• PAGINA
━━━━━━━━

Chiarezza. E’ questo che serve alla F1. E’ questo ciò che chiedono i tifosi. E’ questo ciò che invocano gli stessi addetti ai lavori. Tra meno di un mese le monoposto in configurazione 2022 gireranno in Spagna per la prima sessione di test cumulativi. Il mese successivo sarà quello dell’avvio ufficiale di una stagione ricca di aspettative, curiosità e nelle quale ci sono molti temi caldi da affrontare.
Nonostante la crescente attesa, l’eco dei fatti di Abu Dhabi risuona ancora forte nell’aria. Tra quelle situazioni spinose che la F1 deve affrontare c’è proprio il modo in cui intende rispondere alle cose che non hanno funzionato nell’epilogo di una stagione tirata ed emozionante ma che purtroppo, almeno per il momento, viene ricordata più per l’operato di Michael Masi che per i due titoli assegnati sul filo di lana. La chiarezza a cui alludevamo prima serve proprio per sedare, una volta e per tutte, il coro di critiche che sta avvelenando il dibattito.

━━━━━━━━

• Voci tratte da una raccolta
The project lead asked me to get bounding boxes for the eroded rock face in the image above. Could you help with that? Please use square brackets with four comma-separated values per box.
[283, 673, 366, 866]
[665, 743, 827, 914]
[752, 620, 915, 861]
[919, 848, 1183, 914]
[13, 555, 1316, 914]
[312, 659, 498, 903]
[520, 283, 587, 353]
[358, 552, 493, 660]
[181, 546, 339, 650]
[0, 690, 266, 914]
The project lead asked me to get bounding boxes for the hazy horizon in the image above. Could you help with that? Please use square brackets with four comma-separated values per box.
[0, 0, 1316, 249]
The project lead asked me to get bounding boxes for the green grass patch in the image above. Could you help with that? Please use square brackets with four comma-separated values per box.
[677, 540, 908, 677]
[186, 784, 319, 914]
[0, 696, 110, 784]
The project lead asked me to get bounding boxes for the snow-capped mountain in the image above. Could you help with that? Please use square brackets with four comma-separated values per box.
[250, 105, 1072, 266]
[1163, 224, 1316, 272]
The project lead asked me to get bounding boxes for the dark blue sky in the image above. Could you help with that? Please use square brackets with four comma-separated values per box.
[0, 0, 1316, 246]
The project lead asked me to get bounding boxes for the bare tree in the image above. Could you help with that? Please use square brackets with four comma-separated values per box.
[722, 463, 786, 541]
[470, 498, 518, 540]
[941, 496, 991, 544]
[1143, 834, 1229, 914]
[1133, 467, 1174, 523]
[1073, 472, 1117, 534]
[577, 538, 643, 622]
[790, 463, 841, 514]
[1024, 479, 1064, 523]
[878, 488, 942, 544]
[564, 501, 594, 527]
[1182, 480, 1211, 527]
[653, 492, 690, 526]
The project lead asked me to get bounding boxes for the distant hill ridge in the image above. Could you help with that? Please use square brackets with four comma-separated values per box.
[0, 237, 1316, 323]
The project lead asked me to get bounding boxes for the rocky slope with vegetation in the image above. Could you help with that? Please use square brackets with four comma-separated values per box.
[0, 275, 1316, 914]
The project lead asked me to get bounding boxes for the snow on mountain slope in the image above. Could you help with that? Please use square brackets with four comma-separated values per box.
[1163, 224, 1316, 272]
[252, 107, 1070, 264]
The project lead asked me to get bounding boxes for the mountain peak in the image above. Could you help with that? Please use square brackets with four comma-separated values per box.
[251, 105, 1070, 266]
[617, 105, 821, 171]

━━━━━━━━

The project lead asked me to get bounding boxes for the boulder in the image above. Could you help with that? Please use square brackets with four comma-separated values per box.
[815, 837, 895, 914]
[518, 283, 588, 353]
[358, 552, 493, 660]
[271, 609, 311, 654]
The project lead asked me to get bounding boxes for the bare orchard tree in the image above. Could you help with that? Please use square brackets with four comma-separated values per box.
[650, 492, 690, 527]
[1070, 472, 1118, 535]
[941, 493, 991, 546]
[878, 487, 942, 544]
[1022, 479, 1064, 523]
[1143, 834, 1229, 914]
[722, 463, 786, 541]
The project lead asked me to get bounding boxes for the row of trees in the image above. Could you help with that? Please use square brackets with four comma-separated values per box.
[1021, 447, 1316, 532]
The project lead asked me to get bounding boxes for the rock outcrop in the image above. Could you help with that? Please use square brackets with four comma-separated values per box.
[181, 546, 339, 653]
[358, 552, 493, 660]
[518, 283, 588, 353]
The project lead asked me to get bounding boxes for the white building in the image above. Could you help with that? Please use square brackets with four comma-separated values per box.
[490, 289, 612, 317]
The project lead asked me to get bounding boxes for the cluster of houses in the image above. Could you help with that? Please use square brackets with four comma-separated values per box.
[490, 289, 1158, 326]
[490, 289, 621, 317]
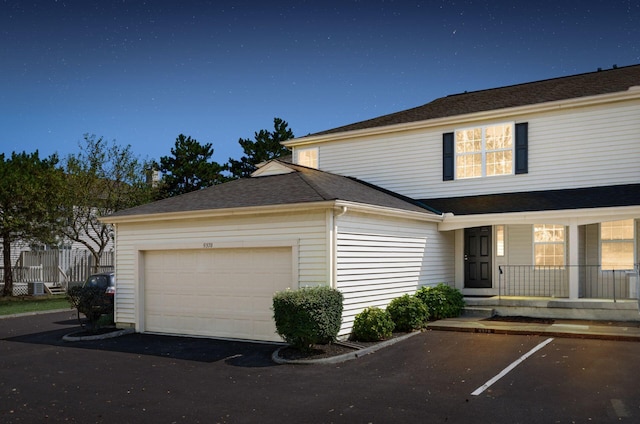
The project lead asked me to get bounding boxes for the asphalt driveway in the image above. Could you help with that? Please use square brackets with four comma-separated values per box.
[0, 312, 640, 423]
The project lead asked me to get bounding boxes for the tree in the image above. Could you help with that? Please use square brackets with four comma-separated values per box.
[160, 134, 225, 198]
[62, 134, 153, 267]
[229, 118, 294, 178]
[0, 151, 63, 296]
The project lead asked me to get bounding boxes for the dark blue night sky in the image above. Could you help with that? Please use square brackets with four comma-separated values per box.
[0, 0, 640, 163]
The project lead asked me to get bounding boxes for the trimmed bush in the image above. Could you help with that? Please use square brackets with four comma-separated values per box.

━━━━━━━━

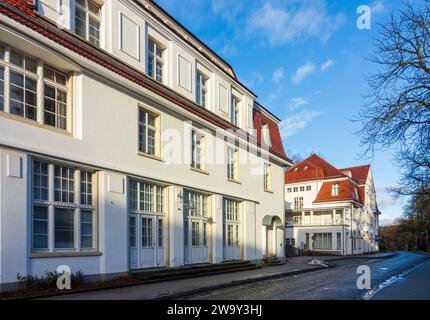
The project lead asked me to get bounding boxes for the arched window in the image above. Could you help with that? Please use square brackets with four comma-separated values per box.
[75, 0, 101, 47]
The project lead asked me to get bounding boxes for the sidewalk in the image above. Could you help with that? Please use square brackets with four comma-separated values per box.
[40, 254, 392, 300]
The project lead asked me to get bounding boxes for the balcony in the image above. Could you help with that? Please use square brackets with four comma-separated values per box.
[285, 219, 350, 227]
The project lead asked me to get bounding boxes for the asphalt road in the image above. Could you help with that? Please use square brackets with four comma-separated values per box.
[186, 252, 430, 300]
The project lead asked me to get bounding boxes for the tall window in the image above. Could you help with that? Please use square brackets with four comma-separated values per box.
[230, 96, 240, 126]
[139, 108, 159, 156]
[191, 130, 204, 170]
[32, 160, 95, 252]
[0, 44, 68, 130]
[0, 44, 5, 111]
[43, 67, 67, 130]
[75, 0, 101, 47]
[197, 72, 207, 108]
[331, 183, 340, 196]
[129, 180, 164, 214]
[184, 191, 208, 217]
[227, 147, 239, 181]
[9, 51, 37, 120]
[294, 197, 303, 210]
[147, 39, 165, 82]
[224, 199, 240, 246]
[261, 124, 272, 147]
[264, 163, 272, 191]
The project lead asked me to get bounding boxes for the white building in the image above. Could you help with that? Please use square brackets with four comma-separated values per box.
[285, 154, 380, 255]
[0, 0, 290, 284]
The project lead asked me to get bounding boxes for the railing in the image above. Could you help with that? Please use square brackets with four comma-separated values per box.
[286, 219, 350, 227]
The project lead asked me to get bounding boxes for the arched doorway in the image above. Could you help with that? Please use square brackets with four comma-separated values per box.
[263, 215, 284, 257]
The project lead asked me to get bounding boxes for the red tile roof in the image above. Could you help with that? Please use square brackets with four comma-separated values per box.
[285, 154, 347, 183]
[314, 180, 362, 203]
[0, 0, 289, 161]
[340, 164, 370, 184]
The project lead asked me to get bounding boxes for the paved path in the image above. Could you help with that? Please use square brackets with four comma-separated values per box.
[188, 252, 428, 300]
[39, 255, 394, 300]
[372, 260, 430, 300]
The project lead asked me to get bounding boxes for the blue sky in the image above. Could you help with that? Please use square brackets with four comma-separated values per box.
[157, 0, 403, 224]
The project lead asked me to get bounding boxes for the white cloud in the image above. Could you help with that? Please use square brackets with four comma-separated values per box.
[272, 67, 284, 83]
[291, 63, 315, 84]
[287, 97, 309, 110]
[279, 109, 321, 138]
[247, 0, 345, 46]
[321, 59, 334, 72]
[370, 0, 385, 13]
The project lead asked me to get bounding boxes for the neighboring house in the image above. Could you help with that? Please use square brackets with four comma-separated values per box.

━━━━━━━━

Cambia "Spagna" in "Bahrein" e riscrivi il brano sulla F1 da "Chiarezza. E’ questo" a "caldi da affrontare.".

Chiarezza. E’ questo che serve alla F1. E’ questo ciò che chiedono i tifosi. E’ questo ciò che invocano gli stessi addetti ai lavori. Tra meno di un mese le monoposto in configurazione 2022 gireranno in Bahrein per la prima sessione di test cumulativi. Il mese successivo sarà quello dell’avvio ufficiale di una stagione ricca di aspettative, curiosità e nelle quale ci sono molti temi caldi da affrontare.